• Collected data:
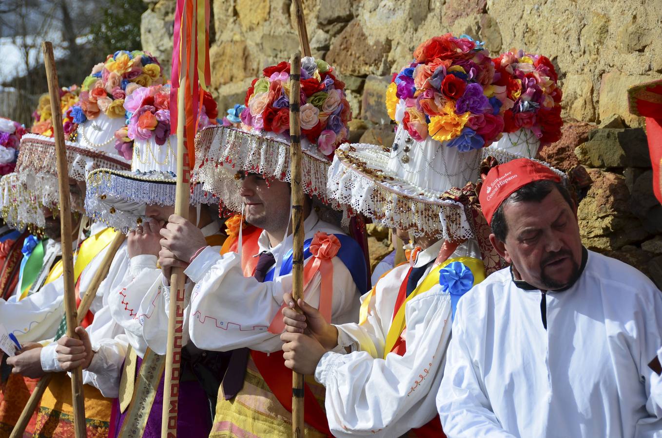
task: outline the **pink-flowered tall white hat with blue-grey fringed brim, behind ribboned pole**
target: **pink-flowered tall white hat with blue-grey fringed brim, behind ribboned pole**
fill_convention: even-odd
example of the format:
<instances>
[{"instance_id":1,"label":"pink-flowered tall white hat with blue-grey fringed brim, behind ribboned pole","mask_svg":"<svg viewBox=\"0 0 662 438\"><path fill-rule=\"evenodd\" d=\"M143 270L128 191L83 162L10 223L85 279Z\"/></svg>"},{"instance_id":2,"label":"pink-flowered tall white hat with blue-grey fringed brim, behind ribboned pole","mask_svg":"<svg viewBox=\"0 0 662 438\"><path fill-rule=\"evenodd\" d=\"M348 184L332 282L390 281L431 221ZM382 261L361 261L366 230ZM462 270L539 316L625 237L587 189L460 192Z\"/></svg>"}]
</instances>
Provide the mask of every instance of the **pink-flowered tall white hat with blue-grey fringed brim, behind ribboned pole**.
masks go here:
<instances>
[{"instance_id":1,"label":"pink-flowered tall white hat with blue-grey fringed brim, behind ribboned pole","mask_svg":"<svg viewBox=\"0 0 662 438\"><path fill-rule=\"evenodd\" d=\"M216 123L216 102L201 95L198 127ZM145 219L145 205L174 205L177 139L170 131L170 85L135 89L124 101L128 125L115 131L115 148L131 160L131 170L99 168L87 177L87 215L126 233ZM218 203L198 186L191 205Z\"/></svg>"}]
</instances>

• Work task: Each entry above should be copied exactly. The pictures should not.

• Result of the task:
task: outline the **pink-flowered tall white hat with blue-grey fringed brim, behind ribboned pole**
target: **pink-flowered tall white hat with blue-grey fringed brim, behind ribboned pole**
fill_convention: even-odd
example of the format:
<instances>
[{"instance_id":1,"label":"pink-flowered tall white hat with blue-grey fringed brim, behind ribboned pole","mask_svg":"<svg viewBox=\"0 0 662 438\"><path fill-rule=\"evenodd\" d=\"M143 270L128 191L83 162L10 223L85 279Z\"/></svg>"},{"instance_id":2,"label":"pink-flowered tall white hat with blue-grey fringed brim, behind ribboned pole","mask_svg":"<svg viewBox=\"0 0 662 438\"><path fill-rule=\"evenodd\" d=\"M348 184L332 282L390 281L431 221ZM382 261L361 261L366 230ZM462 270L539 316L625 237L587 189L460 192Z\"/></svg>"}]
</instances>
Provide the mask of every instance of the **pink-flowered tall white hat with blue-grey fringed brim, behind ribboned pole**.
masks go here:
<instances>
[{"instance_id":1,"label":"pink-flowered tall white hat with blue-grey fringed brim, behind ribboned pole","mask_svg":"<svg viewBox=\"0 0 662 438\"><path fill-rule=\"evenodd\" d=\"M216 123L216 102L201 95L198 127ZM145 219L145 205L174 205L177 139L170 131L170 85L135 89L124 101L128 125L115 131L115 148L131 160L131 170L99 168L87 177L87 215L126 233ZM218 203L198 186L191 205Z\"/></svg>"}]
</instances>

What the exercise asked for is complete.